In the text about Pierre-Camille Cartier, turn the paragraph that begins "The creation of novelty items" into a short bulleted list that keeps its main facts.

Source text
=== Section Start ===
Pierre-Camille Cartier

After taking over the shop at 29, Rue Montorgueil in Paris from his master, Adolphe Picard, in 1847, the grandfather of Pierre Cartier, Louis-Francois Cartier (1819-1904), founded the Cartier jewellery business which was registered in the Trade Registry as follows; "Successor of Mr. Picard, manufactuer of jewels, imaginative jewellery, fashion and novelty items". He officially registered his master-craftsman's hallmark, a diamond with a heart between the letters L and C.

The creation of novelty items was undoubtedly the guiding principle of Louis-Francois Cartier. He was able to pass this on to his son Alfred Cartier (1841-1925) who in turn passed it down to his three sons, one of whom was Pierre Cartier, born March 10 1878. Pierre, the second son of Alfred Cartier, got on equally well with both Louis-Joseph (1875-1942), his elder brother, and Jacques-Theodule (1884-1941), the youngest of the three. Each had his own particular talents and skills. Thanks to this harmonious relationship, the complementary nature of their skills and their joint approach to business, they made the Cartier name the most prestigious in the world of French jewellery: Louis-Joseph in Paris, Jacques in London and Pierre in New York.

This perfect family relationship and deep affection extended also in their sister Suzanne, who married Jacques Worth, a member of the family of the famous couturier.

Pierre Cartier, at the very start of his exceptional career, was asked to go to Russia, both to study the political and economic sitiation under Nicolas II, and to penetrate and understand the secrets of the professional success of a famous colleague, Peter Carl Faberge.

After some exhibitions and sales, and the establishment of a temporary branch in Saint Petersburg, Alfred Cartier and his three sons unanimously concluded that it would be safer to set up business in the United States. The first signs of revolution were already in Russia.
=== Section End ===
Recorded information
=== Section Start ===
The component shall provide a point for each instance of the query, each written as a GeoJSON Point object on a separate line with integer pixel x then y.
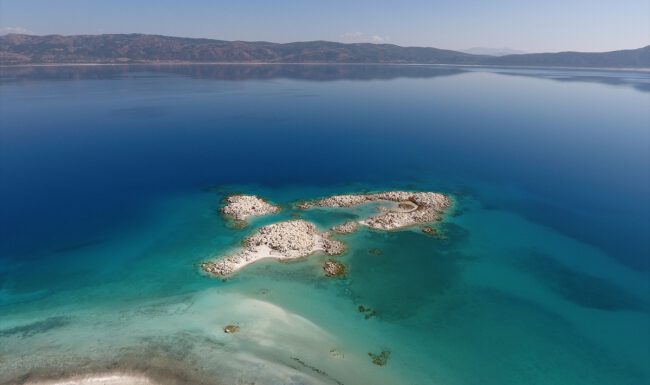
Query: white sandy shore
{"type": "Point", "coordinates": [283, 240]}
{"type": "Point", "coordinates": [403, 209]}
{"type": "Point", "coordinates": [99, 379]}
=== Section End ===
Final answer
- Creating novelty items was the guiding principle of Louis-Francois Cartier, and he passed it to his son Alfred Cartier (1841-1925).
- Alfred passed it to his three sons: Louis-Joseph (1875-1942), Pierre (born March 10, 1878) and Jacques-Theodule (1884-1941).
- Pierre, the second son, got on well with both brothers, and each brother had his own talents.
- Through their harmony, complementary skills and shared approach to business, they made Cartier the most prestigious name in French jewellery.
- Louis-Joseph worked in Paris, Jacques in London and Pierre in New York.